(Coordinate labeling data)
#####
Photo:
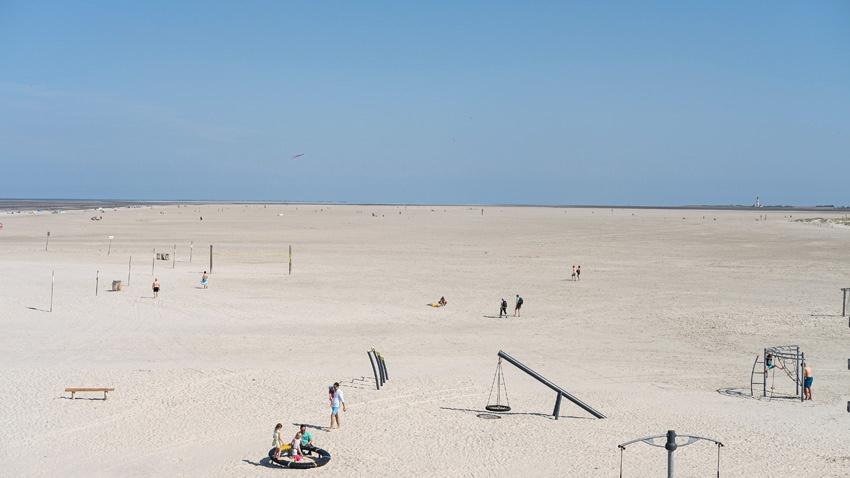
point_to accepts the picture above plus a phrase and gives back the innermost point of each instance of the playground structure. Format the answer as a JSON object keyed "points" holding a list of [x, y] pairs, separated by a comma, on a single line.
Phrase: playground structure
{"points": [[379, 367], [499, 382], [321, 458], [788, 359], [670, 445]]}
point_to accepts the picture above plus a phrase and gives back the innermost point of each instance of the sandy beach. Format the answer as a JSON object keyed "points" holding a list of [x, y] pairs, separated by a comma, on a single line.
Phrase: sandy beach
{"points": [[660, 333]]}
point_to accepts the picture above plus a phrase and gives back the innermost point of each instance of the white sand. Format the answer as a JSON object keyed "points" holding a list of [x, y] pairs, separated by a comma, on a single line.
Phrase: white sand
{"points": [[668, 311]]}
#####
**WHAT YOU ARE ASKED TO DO**
Shift every point coordinate in the answers by adding 135 to each number, and write out again everything from the line containing "of the sandy" through the final line of the entries, keeping the requests and phrases as they are.

**SOLUTION FOR THIS EXERCISE**
point_to accepts the picture above plus a phrase and gives back the innermost point of each instance of the sandy beach. Format the answer as a JSON object keyed "points" holding a list of [x, y] pairs, separated by a comma, on a single line.
Phrase: sandy beach
{"points": [[795, 468]]}
point_to accepts the picture above plus a phrase and gives back the innermost point of each instance of the white sand. Format the answer as a JSON object keyed "points" holding a list of [x, y] pairs, separated by a comma, on a single line.
Phrase: white sand
{"points": [[803, 446]]}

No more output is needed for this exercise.